── Extracted records ──

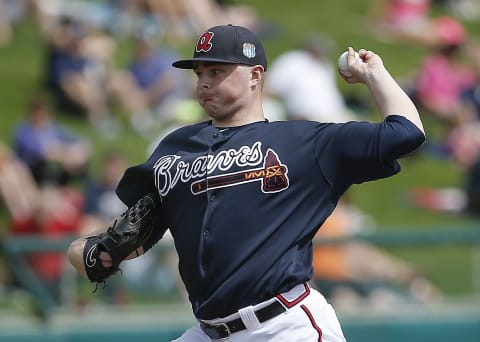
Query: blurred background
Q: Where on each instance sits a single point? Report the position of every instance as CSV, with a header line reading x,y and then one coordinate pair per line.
x,y
86,90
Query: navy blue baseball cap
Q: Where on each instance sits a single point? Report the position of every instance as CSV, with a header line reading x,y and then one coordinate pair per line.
x,y
226,44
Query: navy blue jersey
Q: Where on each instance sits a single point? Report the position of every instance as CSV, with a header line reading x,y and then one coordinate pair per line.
x,y
244,203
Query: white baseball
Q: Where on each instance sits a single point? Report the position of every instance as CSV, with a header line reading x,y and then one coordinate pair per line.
x,y
343,64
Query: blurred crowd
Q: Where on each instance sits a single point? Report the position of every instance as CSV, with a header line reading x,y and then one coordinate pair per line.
x,y
46,183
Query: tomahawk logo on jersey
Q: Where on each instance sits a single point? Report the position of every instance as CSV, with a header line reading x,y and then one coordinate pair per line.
x,y
272,174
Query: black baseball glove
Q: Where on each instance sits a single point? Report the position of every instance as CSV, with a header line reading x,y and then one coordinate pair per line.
x,y
128,232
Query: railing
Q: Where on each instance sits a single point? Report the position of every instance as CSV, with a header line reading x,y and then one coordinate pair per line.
x,y
16,248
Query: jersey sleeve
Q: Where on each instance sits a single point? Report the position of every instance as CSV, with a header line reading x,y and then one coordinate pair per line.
x,y
356,152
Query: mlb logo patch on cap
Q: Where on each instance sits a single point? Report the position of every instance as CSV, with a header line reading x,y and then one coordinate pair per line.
x,y
248,50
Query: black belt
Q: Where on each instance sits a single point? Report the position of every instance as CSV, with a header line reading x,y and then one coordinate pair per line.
x,y
223,330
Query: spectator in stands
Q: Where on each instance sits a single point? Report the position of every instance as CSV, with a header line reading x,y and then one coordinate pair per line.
x,y
402,20
49,212
355,271
52,152
444,76
150,88
305,82
75,74
101,203
185,18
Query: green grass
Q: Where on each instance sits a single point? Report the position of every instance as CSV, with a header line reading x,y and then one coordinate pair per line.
x,y
386,201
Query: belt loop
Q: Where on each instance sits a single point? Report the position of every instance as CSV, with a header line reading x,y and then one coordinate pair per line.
x,y
249,318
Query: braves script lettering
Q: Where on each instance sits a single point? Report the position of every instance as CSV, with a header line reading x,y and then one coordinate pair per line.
x,y
171,169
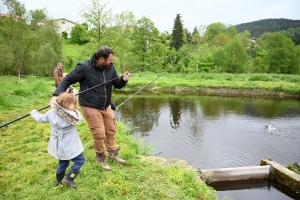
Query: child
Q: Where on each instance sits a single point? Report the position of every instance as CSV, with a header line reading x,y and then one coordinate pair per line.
x,y
64,143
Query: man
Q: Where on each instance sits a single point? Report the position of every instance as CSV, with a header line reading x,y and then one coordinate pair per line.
x,y
58,74
99,73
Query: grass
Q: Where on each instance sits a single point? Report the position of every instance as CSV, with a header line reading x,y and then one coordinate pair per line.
x,y
261,83
27,171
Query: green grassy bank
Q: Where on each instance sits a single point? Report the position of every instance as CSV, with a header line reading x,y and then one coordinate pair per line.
x,y
27,171
275,85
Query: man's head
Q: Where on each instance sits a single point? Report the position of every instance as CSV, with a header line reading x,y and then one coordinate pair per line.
x,y
59,65
105,56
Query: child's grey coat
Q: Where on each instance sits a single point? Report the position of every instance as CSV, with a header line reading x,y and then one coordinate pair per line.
x,y
64,143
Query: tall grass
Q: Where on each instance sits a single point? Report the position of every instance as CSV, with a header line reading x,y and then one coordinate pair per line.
x,y
276,83
27,171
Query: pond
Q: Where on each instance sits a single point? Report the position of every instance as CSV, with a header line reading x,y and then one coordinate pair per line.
x,y
218,132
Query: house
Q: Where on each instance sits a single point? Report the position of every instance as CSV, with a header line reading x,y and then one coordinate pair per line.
x,y
17,17
65,25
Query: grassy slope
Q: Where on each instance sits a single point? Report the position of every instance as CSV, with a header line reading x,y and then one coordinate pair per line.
x,y
207,83
27,171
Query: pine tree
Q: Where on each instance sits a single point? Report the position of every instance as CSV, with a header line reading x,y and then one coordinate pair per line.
x,y
177,33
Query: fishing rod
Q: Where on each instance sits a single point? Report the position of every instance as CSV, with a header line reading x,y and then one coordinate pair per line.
x,y
132,71
6,124
147,85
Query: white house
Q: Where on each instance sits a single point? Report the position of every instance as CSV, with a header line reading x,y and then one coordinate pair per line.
x,y
65,25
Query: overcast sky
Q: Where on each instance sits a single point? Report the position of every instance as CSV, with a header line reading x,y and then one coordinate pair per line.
x,y
194,12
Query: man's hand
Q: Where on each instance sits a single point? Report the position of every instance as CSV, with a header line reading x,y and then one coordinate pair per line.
x,y
126,76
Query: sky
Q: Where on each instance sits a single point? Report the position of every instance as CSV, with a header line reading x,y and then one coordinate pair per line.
x,y
194,13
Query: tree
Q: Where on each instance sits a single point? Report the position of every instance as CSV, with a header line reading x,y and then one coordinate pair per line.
x,y
177,33
79,34
22,43
236,57
98,17
281,53
146,39
124,24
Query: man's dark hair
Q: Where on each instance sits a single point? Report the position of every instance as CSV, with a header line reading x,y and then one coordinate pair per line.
x,y
104,51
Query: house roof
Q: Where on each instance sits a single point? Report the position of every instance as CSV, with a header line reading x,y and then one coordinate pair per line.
x,y
8,15
63,19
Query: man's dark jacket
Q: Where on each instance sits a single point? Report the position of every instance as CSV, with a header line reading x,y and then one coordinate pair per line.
x,y
89,75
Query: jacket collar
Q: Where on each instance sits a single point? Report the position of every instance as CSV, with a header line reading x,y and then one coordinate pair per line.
x,y
70,116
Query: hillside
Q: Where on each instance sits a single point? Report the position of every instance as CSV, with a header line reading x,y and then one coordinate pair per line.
x,y
257,28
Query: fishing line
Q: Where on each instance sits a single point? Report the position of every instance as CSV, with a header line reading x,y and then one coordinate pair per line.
x,y
147,85
132,71
6,124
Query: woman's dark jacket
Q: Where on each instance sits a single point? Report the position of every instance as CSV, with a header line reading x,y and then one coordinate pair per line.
x,y
89,75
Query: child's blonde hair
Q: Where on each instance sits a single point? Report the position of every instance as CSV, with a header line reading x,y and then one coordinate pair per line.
x,y
65,99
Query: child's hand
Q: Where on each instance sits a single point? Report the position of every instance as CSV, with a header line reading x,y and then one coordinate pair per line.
x,y
53,100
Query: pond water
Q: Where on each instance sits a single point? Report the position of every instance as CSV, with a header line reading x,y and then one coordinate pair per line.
x,y
218,132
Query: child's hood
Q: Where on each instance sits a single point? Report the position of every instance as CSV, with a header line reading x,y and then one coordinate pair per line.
x,y
71,116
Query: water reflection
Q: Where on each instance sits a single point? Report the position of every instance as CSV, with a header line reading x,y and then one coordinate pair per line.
x,y
215,132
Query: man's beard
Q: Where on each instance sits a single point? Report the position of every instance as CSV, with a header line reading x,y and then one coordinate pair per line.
x,y
105,65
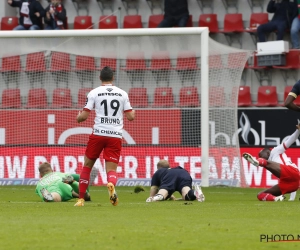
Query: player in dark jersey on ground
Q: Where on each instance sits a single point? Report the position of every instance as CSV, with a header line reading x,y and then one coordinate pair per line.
x,y
56,186
289,101
166,181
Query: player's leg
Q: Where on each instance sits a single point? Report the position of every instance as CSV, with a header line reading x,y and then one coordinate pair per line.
x,y
273,167
111,154
64,190
272,194
93,150
161,195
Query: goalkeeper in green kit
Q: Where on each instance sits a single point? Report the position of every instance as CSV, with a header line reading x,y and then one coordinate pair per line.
x,y
56,186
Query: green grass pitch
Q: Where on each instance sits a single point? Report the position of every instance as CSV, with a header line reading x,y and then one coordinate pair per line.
x,y
230,218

───

Exercise:
Repeat the part of the rows that opens with the line containing "Query: player's leg" and closes at the end of the rows, substituting "keeper" for "goalkeeper" and leaving everything else unchanged.

Answer in full:
Query: player's leg
Q: Where on each instance sits a single point? Report the position of every instance as CSV, with a header line reading x,y and then one coordinate pair per line.
x,y
273,167
111,154
64,190
272,194
93,150
161,195
Query: keeper in green kit
Q: Where on each instance sits a single point? Report the position of every instance as CSV, with a header line reading x,y and then one coordinate pair per line.
x,y
56,186
Query: green grass pitch
Q: Where on each instance sits a single point? Report the position of every instance as CSV, with a header line reading x,y and then one coordinate pair per line.
x,y
230,218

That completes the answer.